▶ _EXCERPT PROVIDED_
____

# Accountability for the Media?



## southdakbearfan (Oct 11, 2004)

Is there any journalistic integrity left in this country? When will there be some accountability, for both sides. People who call themselves journalist should be ashamed of what goes on. I mean stories printed, only to find out to be forgeries or inaccurate, which the story of them being a forgery, or inaccurate, or whatever is about a 5 sc blip, whereas the original story was a headline for a week. I am so sick and tired of the media trying to affect elections and politics in this country, also the 527 orgs and their stupid ads on TV, for both sides. This I believe is the most gross abuse of the first amendment and abuse of elections in the nation.


----------



## sdeprie (May 1, 2004)

Dream on, my friend. We must always practice that old adage, "Let the buyer beware." In this case let the reader beware. Just because it gets printed, that doesn't make it a fact.


----------



## tail chaser (Sep 24, 2004)

No matter what side of the fence you are on the pasture is still full of crap!

TC


----------



## sdeprie (May 1, 2004)

TC, we have disagreed in the past, but we will agree on this one.


----------



## jamartinmg2 (Oct 7, 2004)

I think if I would have seen one more political ad I would have had to been fit for a straight jacket. Here in MN Bush and Kerry spent millions of $$$ running political ads being as MN was one of the so-called "battleground" states. Thankfully it is over.


----------



## southdakbearfan (Oct 11, 2004)

I did think of one good thing on this, with all the political ads I recieved in the mail, I won't have to burn wood in the fireplace for a month.

Actually recieved 25 in one day.


----------

____

(Object point labels)
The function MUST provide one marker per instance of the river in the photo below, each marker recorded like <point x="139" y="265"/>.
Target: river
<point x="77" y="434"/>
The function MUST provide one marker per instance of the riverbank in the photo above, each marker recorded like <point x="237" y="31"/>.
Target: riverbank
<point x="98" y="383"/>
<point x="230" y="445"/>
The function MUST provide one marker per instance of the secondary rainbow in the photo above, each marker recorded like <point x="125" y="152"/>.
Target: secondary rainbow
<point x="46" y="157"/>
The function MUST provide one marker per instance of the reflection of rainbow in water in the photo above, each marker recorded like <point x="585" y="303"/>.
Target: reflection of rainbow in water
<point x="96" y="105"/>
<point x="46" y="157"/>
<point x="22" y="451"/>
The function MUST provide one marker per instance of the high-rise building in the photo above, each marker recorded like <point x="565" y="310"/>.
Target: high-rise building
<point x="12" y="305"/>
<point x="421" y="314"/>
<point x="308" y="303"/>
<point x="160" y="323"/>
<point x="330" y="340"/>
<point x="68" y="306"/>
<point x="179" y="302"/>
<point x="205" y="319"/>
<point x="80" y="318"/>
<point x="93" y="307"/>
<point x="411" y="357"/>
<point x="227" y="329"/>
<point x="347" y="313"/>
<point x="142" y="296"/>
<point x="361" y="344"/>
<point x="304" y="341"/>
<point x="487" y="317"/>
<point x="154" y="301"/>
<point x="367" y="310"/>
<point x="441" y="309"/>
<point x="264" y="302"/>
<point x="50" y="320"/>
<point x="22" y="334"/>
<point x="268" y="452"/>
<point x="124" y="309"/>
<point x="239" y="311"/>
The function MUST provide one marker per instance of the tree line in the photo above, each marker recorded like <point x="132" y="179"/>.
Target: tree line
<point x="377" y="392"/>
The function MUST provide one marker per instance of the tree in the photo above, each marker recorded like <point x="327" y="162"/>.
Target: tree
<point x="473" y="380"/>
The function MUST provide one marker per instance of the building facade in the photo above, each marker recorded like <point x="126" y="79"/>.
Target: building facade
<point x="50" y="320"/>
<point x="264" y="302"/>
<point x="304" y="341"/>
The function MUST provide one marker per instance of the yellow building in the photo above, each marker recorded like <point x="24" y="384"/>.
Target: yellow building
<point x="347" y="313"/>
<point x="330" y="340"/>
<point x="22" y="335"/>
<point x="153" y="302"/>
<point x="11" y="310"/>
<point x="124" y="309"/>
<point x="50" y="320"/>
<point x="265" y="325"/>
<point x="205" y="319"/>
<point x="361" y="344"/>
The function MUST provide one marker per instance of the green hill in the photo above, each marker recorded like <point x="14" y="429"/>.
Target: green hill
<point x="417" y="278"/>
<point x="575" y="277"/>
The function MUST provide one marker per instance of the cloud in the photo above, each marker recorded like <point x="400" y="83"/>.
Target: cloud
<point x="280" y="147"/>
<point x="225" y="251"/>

____

▶ _REQUIRED TASK_
Please list each distinct username that posts in the forum thread on media accountability above, naming each one only once.

▶ _TASK OUTPUT_
southdakbearfan
sdeprie
tail chaser
jamartinmg2